Using the eductor passage below, give a short answer to each item, numbering your answers 1., 2., 3.
1. Which component is removably positioned in the first inlet?
2. Where is the venturi outlet insert positioned?
3. What do the inserts provide to protect the body from wear?

### [Passage]

____________________

The eductor 10 includes a mixing chamber insert 26 that is removably positioned in interior area 24 of the body 12, proximate the first inlet 18 and extends downstream thereof. For example, the mixing chamber insert 26 is slid into and out of the interior area 24 of the body 12 of the educator 10. The mixing chamber insert 26 defines an interior area 28 that is in communication with the first inlet 18, the second inlet 22 and the body outlet 20. The eductor 10 includes a motive fluid nozzle 30 removably positioned in the first inlet 18 and extends at least partially into the mixing chamber insert 26. The eductor 10 includes a feeder conduit insert 32 removably positioned in the second inlet 22. The feeder conduit insert 32 defines an interior area 34 that is in communication with the interior area 28 of the mixing chamber insert 26. The eductor 10 includes a venturi outlet insert 36 positioned in the body outlet 20 and a venturi inlet insert 38 positioned in the interior area 24 of the body 12. The venturi inlet insert 38 has one end positioned proximate the mixing chamber insert 26. The mixing chamber insert 26, the motive fluid nozzle 30, the feeder conduit insert 32, the venturi outlet insert 36 and/or the venturi inlet insert 38 are removable from the eductor and are manufactured from an abrasion resistant material. In one embodiment, the mixing chamber insert 26, the motive fluid nozzle 30, the feeder conduit insert 32, the venturi outlet insert 36 and/or the venturi inlet insert 38 are removable from the eductor and are manufactured from a thin cast or wrought material as described further herein, and are referred to generally as inserts. These inserts provide a lining to protect the body from wear.

____________________

Stored records
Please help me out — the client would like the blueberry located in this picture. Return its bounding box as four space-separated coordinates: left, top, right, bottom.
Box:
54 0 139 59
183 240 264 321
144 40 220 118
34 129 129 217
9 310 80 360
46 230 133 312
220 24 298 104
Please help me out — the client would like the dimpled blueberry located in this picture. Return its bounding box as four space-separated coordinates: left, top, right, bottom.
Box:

____________________

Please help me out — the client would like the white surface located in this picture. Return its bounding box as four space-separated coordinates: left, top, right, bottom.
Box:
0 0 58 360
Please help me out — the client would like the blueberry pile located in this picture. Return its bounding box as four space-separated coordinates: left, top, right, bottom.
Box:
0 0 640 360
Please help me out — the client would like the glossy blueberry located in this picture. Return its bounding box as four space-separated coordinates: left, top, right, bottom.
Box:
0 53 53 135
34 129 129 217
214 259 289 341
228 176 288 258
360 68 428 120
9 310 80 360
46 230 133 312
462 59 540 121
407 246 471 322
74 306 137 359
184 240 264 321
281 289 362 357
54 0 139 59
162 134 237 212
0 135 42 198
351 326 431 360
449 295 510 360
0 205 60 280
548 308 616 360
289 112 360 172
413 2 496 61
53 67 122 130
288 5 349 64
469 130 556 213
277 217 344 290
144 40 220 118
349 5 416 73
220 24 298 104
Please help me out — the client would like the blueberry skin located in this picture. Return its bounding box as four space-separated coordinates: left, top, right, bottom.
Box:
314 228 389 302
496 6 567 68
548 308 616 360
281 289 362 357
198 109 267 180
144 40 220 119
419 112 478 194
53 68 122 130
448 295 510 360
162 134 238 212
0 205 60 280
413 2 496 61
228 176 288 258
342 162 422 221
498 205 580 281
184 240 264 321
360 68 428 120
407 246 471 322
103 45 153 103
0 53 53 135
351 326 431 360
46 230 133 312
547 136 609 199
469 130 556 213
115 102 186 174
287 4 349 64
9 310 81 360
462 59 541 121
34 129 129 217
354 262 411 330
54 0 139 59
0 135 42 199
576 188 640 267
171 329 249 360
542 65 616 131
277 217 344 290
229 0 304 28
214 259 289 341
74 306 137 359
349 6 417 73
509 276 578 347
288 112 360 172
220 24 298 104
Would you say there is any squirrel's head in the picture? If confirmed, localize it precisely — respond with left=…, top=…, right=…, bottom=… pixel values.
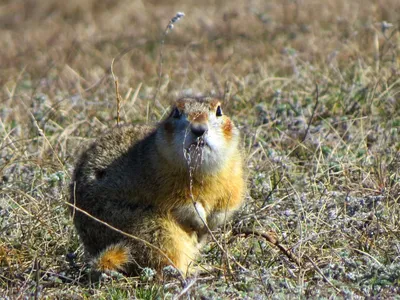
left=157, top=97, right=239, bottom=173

____________________

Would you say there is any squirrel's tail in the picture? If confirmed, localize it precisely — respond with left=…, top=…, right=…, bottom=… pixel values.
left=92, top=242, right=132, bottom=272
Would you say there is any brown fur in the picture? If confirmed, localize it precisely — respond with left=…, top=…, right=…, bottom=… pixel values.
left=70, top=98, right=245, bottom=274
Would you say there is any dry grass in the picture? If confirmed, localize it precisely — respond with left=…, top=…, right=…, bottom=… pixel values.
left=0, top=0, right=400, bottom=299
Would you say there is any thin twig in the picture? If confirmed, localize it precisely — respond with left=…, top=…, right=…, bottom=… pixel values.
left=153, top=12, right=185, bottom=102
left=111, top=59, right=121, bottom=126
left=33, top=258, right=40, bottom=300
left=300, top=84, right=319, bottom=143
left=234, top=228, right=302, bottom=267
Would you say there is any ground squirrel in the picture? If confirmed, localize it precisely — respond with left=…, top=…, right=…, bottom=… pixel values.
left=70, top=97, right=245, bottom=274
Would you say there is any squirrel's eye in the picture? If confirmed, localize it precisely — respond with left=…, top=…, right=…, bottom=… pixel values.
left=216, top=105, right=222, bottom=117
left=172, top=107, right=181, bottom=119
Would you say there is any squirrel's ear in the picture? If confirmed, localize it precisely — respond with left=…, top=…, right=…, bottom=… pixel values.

____________________

### [The reply]
1. The motive fluid nozzle 30.
2. In the body outlet 20.
3. A lining.